#### What is asked:
Set out the lines below as a numbered list, leaving out any blank lines.

#### Data rows:
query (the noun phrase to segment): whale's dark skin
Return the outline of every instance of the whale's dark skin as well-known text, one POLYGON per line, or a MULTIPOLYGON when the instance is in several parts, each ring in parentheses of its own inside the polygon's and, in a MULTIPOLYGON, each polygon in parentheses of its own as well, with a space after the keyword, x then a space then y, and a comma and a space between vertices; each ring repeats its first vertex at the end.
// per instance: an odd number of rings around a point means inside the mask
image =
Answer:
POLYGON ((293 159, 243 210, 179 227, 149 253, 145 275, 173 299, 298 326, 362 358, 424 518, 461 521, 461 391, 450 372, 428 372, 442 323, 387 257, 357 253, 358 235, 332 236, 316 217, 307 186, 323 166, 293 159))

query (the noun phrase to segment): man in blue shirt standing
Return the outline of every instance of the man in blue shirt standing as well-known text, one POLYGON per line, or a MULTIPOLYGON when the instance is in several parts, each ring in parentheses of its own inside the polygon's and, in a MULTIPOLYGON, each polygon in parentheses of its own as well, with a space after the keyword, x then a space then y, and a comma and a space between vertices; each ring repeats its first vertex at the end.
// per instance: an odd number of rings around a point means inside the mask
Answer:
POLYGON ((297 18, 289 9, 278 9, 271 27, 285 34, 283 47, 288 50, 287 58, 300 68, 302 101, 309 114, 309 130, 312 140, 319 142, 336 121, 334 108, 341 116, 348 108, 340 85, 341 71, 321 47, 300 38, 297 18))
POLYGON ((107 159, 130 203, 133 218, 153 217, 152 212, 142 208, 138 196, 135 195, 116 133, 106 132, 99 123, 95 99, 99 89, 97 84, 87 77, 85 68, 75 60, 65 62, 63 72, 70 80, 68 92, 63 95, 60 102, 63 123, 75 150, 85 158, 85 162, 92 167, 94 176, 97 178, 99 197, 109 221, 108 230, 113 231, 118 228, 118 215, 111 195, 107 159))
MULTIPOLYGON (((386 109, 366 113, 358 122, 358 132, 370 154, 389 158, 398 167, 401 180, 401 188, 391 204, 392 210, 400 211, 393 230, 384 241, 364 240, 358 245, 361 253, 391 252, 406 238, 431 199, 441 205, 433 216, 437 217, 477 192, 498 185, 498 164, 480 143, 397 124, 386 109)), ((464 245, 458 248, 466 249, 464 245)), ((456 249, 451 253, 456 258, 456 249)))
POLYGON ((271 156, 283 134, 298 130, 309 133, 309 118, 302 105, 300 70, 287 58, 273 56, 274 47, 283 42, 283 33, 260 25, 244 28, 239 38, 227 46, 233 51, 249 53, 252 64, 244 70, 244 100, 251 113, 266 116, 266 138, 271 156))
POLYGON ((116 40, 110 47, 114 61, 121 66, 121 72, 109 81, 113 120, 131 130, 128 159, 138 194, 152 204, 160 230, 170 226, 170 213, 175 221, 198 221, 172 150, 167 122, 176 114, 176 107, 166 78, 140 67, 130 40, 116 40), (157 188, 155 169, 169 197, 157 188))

#### Final answer:
1. query (the noun phrase to segment): whale's dark skin
2. Return the outline of every instance of the whale's dark skin as well-known text, one POLYGON per line, or a MULTIPOLYGON when the instance is in several parts, each ring in parentheses of its own inside the polygon's and, in a MULTIPOLYGON, each polygon in parentheses of its own as well, with a space after the keyword, x then a space then y, and a comma and a space between vertices; each ring repeats its first vertex at the end.
3. // per instance: an odd number of rings around a point means inside the mask
4. image =
5. Answer:
6. POLYGON ((293 159, 243 210, 179 227, 149 253, 145 275, 173 299, 298 326, 362 358, 424 518, 461 521, 461 391, 450 372, 428 372, 442 323, 387 257, 357 253, 358 235, 332 236, 316 217, 307 186, 323 166, 293 159))
7. query (the noun phrase to segment): man in blue shirt standing
8. Return the outline of every instance of the man in blue shirt standing as well-known text, one POLYGON per line, or a MULTIPOLYGON when the instance is in several parts, each ring in parentheses of its own inside the polygon's and, in a MULTIPOLYGON, each polygon in parentheses of its own as well, with a space after the keyword, x then a space then y, and a comma and a space between vertices; each ring repeats its first vertex at the end.
9. // per instance: an odd number of rings around a point means inside the mask
10. Answer:
11. POLYGON ((297 18, 289 9, 278 9, 271 27, 285 34, 283 47, 288 50, 287 58, 300 68, 302 101, 309 114, 309 130, 312 140, 319 142, 336 121, 334 108, 341 116, 348 108, 340 85, 341 71, 321 47, 300 38, 297 18))
12. POLYGON ((107 159, 130 203, 133 218, 153 217, 152 212, 142 208, 138 196, 135 195, 116 133, 106 132, 99 123, 95 99, 99 89, 97 84, 87 77, 85 68, 75 60, 65 62, 63 72, 70 80, 68 92, 63 95, 60 102, 63 123, 75 150, 85 158, 85 162, 92 167, 94 176, 97 178, 99 197, 109 221, 108 230, 113 231, 118 228, 118 215, 111 195, 107 159))
13. MULTIPOLYGON (((386 109, 366 113, 358 122, 358 132, 370 154, 389 158, 398 167, 401 180, 401 188, 391 204, 392 210, 400 211, 393 230, 384 241, 364 240, 358 245, 361 253, 391 252, 406 238, 431 199, 441 205, 433 216, 437 217, 477 192, 498 185, 498 164, 480 143, 397 124, 386 109)), ((464 245, 458 248, 466 249, 464 245)), ((456 249, 451 253, 456 258, 456 249)))
14. POLYGON ((271 156, 283 134, 298 130, 309 133, 309 118, 302 105, 300 70, 287 58, 273 56, 274 47, 283 42, 283 33, 260 25, 244 28, 239 38, 227 46, 233 51, 249 53, 252 64, 244 70, 244 100, 251 113, 266 116, 266 138, 271 156))
15. POLYGON ((116 40, 110 47, 114 61, 121 66, 121 72, 109 81, 113 120, 131 130, 128 159, 138 194, 152 204, 160 230, 170 226, 170 213, 175 221, 198 221, 172 150, 167 122, 176 114, 176 107, 166 78, 140 67, 130 40, 116 40), (157 188, 155 169, 169 197, 157 188))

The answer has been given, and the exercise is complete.